What you will do:
Can you rescale the stretch from the start of the data through the line containing "69], [146, 70]]", both ends included? Repeat every line, requests and format samples unchanged, but multiply each coordinate in the traced outlines by 1.4 and round it to a whole number, halves up.

Dataset entries:
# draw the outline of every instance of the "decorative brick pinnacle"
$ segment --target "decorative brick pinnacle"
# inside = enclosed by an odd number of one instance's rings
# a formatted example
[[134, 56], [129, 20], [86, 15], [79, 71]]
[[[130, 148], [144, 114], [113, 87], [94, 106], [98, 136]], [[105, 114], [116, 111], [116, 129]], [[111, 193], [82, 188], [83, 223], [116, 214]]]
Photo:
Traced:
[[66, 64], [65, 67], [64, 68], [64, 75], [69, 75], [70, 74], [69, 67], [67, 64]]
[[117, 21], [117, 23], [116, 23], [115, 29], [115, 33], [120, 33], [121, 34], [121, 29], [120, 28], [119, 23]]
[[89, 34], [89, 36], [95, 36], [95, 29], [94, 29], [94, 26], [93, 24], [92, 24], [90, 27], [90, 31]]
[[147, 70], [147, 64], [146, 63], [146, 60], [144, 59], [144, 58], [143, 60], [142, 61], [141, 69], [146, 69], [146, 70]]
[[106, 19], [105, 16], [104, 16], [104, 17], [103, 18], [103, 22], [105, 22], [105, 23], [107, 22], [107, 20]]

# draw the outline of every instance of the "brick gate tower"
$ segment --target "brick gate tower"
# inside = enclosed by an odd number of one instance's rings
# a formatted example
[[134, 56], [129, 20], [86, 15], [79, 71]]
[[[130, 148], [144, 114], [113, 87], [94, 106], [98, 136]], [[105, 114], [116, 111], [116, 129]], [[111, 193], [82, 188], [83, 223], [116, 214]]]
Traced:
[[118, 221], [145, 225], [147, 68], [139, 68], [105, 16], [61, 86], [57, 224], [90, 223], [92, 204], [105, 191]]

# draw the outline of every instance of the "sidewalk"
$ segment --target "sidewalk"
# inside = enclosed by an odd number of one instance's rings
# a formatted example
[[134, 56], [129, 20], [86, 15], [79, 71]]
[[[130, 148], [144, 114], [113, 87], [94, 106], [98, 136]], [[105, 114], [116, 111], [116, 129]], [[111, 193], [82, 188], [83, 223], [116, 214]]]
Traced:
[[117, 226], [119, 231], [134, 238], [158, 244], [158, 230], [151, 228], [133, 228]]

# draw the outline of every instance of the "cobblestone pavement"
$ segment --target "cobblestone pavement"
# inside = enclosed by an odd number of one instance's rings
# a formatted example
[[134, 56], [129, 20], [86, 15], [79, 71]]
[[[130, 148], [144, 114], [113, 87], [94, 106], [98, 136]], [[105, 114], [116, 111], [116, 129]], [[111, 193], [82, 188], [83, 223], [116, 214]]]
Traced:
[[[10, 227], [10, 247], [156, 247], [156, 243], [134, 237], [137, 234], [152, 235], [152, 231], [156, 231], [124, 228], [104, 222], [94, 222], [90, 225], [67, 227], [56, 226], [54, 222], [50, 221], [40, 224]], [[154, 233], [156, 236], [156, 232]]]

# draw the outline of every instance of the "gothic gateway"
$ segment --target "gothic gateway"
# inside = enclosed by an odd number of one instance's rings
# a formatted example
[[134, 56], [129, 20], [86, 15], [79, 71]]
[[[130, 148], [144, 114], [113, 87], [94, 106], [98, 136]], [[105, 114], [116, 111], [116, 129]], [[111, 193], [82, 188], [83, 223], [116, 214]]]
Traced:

Output for this task:
# draw the outline of every instance of the "decorative brick pinnacle"
$ segment --target "decorative brick pinnacle"
# inside = enclosed by an odd number of one instance's rings
# a formatted example
[[134, 56], [129, 20], [86, 15], [79, 71]]
[[[130, 148], [144, 114], [113, 87], [94, 106], [98, 136]], [[105, 114], [116, 111], [116, 129]], [[111, 193], [82, 188], [83, 223], [116, 214]]]
Photo:
Traced:
[[92, 90], [91, 94], [90, 95], [90, 105], [97, 105], [98, 104], [97, 94], [94, 90]]
[[164, 29], [164, 32], [162, 32], [161, 41], [161, 46], [168, 46], [169, 48], [169, 41], [168, 39], [167, 32]]
[[125, 48], [125, 50], [133, 50], [133, 41], [132, 41], [132, 36], [130, 34], [129, 34], [126, 38], [126, 43]]
[[206, 98], [206, 90], [204, 88], [204, 84], [202, 83], [202, 81], [200, 84], [199, 85], [197, 97], [204, 97], [204, 98]]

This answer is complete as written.